_Quoted text_
····················

Hey pallies, Aussies are certainly turnin' up more and more often showin' that they are truly Dino-lovin' Dino-devotees for sure......'cause here is our second Dino-post from down under this very Dino-week. From the official Sydney Morning Herald blog comes this piece of Dino-literature written by Australian actor Mr. William McInnes 'bout how he is followin' in the Dino-diggin' footsteps of his father.
Both of Mr. McInnes' parents dug our Dino, and it is clear that McInnes does himself...declarin' "All good songs sound like Dean Martin songs." And as a good father, he is tryin' to pass on the Dino-devotion to his own boy and girl pallies.
To read this in it's original format, again, click on the title of this Dino-gram.
How very refreshin' to read this true epic of Dino-devotin' bein' passed from generation to generation. I say my thanks to Mr. McInnes for showin' how truly important lovin' our Dino is in passin' on solid values to the next gen.

····················

Box-labeled dataset extracts
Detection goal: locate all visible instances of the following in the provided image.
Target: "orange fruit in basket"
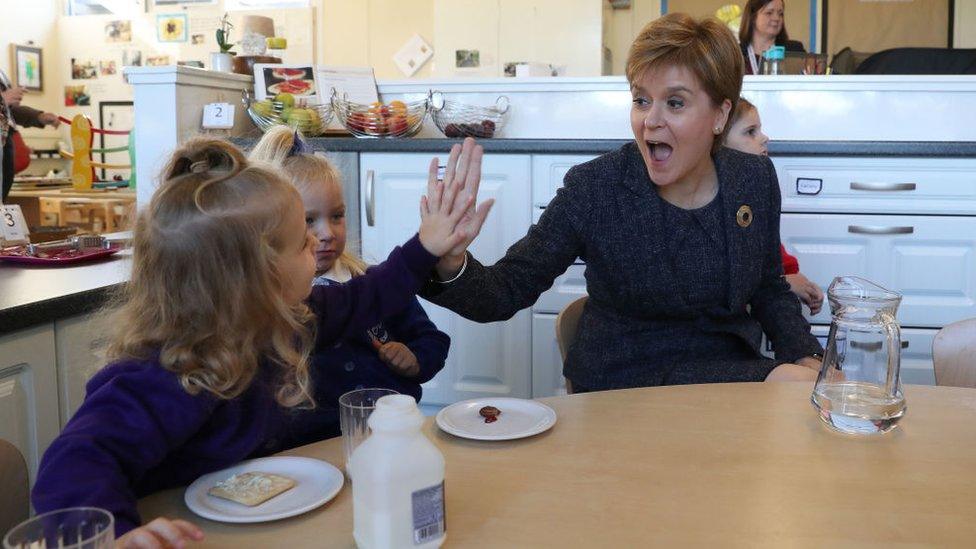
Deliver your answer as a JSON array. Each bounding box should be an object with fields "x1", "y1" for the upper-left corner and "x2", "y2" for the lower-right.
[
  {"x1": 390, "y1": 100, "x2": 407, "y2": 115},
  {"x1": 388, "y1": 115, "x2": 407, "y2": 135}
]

····················

_Complete the following_
#1 Answer these questions about the Dean Martin post:
(a) Which newspaper's blog published the piece by William McInnes?
(b) What line about songs does the post quote McInnes as declaring?
(c) According to the post, what should a reader click to see the piece in its original format?
#2 Repeat the Dean Martin post from "Both of Mr." up to and including "of this Dino-gram.".
#3 Pick up the Dean Martin post from where it stops.

_Results for the exercise_
#1
(a) The Sydney Morning Herald
(b) "All good songs sound like Dean Martin songs."
(c) The title of the Dino-gram

#2
Both of Mr. McInnes' parents dug our Dino, and it is clear that McInnes does himself...declarin' "All good songs sound like Dean Martin songs." And as a good father, he is tryin' to pass on the Dino-devotion to his own boy and girl pallies.
To read this in it's original format, again, click on the title of this Dino-gram.

#3
Searched for some sort of Aussie Dino-tune to pass on...and what I found is a particular fav Dino-clip of mine that has our Dino and Mr. George Gobel doin' a funny sketch as Mr. George sings "Tie Me Kangeroo Down." Enjoys the Dino-fun pallies and remembers to keep passin' on the Dino-devotion to your next generation...DINO FOREVER!!!!! Dino-delightedly, DMP
In my father's footsteps
WILLIAM MCINNES
January 13, 2010 - 9:58AM
Special times ... William McInnes with his daughter Stella (left) and her friend Grace. Photo: Jason South
What began as a walk to the supermarket for actor William McInnes and his children becomes a philosophical stroll down memory lane - a reminder of the inevitability of change and the endurance of parental love.
Early evening, walking with my son, my daughter and my dog along our street to the local supermarket. My son has a part-time job, packing shelves and doing things teenage schoolboys do at part-time jobs they have at the local supermarket.
My daughter asks me, "Why do you always sing Dean Martin songs in the shower?"
"They're not all Dean Martin songs," I tell her.
"Then why do they sound the same?" laughs my son.
"All good songs sound like Dean Martin songs," I say.
Both my parents liked Dean Martin. I laugh. We have lived in this street all my children's life.
The houses, almost all, have been or are in the process of being renovated. The street is quiet but is full of the kind of activity so many streets like this across Australia see: a builder's skip full of rubbish, people in the garden finishing off the weekend by weeding and clearing, some kids using a wheelie bin out in the street as wickets in a game of street cricket. A car turns into the street, chugs towards the players and a cracking voice calls out the timeless warning of the suburbs. "Car coming!" Wickets are wheeled to the side gutter to let the car pass. Outside one house, a plumber's van. It's Sunday evening. Time and a half. The plumber will charge extra.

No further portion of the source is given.